**** TASK INPUT

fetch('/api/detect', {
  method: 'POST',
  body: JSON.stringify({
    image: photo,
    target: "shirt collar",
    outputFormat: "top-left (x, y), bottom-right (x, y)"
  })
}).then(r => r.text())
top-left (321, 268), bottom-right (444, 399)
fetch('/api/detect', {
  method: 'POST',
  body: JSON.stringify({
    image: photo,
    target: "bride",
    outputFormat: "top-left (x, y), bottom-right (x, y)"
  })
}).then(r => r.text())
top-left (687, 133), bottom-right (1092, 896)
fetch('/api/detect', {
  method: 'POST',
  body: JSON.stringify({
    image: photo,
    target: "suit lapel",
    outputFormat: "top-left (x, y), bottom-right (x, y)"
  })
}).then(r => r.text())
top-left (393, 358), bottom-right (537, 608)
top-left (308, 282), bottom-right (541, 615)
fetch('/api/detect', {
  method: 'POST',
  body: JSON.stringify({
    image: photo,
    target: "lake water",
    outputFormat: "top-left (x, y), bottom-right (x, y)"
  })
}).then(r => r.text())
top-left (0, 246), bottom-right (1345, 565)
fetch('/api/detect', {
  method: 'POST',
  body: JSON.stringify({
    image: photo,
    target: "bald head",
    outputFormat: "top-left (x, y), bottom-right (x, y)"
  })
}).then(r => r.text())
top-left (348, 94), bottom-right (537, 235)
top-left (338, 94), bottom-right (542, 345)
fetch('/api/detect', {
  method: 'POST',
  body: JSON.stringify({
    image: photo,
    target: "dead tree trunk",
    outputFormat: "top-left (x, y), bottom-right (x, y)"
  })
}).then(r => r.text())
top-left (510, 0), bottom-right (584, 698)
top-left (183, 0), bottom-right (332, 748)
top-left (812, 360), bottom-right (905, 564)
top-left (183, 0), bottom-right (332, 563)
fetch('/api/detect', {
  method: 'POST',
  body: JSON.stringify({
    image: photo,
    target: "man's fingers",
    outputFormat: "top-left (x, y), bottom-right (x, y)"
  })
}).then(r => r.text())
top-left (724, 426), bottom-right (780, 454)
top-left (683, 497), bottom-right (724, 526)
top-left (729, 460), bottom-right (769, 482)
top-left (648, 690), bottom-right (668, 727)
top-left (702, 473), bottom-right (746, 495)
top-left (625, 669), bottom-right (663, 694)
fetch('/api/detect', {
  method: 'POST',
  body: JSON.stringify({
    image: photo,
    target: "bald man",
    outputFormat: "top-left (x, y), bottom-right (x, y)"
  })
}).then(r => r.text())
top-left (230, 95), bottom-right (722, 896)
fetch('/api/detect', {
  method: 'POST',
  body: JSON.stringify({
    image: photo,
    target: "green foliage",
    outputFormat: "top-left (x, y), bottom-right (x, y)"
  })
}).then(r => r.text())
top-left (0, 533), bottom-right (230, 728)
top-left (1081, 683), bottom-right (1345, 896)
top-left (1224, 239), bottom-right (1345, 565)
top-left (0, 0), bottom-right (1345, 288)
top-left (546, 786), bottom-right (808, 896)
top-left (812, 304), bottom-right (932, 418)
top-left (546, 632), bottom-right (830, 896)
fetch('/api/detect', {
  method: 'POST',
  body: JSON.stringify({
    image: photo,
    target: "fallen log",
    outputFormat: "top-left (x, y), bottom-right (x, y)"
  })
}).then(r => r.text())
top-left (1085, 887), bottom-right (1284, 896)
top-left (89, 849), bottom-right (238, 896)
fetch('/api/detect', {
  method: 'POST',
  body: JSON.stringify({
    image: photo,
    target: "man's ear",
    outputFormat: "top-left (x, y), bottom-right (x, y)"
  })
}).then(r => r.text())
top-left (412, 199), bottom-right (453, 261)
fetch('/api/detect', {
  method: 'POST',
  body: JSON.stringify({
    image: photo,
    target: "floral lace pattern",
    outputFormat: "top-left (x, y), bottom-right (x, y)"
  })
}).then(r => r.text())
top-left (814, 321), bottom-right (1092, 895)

********

Rewrite the stretch from the start of the listing through the line containing "top-left (0, 246), bottom-right (1345, 565)", requests included, rescaling every coordinate in the answers by a factor of 0.8 and rounding each to a whole number, with halves rounded up. Return only that stretch.

fetch('/api/detect', {
  method: 'POST',
  body: JSON.stringify({
    image: photo,
    target: "shirt collar",
    outputFormat: "top-left (x, y), bottom-right (x, y)"
  })
}).then(r => r.text())
top-left (257, 214), bottom-right (355, 319)
fetch('/api/detect', {
  method: 'POST',
  body: JSON.stringify({
    image: photo,
    target: "bride",
    outputFormat: "top-left (x, y), bottom-right (x, y)"
  })
}).then(r => r.text())
top-left (550, 106), bottom-right (874, 717)
fetch('/api/detect', {
  method: 'POST',
  body: JSON.stringify({
    image: photo,
    target: "suit lapel",
    outputFormat: "top-left (x, y), bottom-right (x, y)"
  })
}).then(r => r.text())
top-left (314, 286), bottom-right (430, 486)
top-left (246, 226), bottom-right (433, 492)
fetch('/api/detect', {
  method: 'POST',
  body: JSON.stringify({
    image: photo,
    target: "lake water",
    outputFormat: "top-left (x, y), bottom-right (x, y)"
  })
}).then(r => r.text())
top-left (0, 197), bottom-right (1076, 452)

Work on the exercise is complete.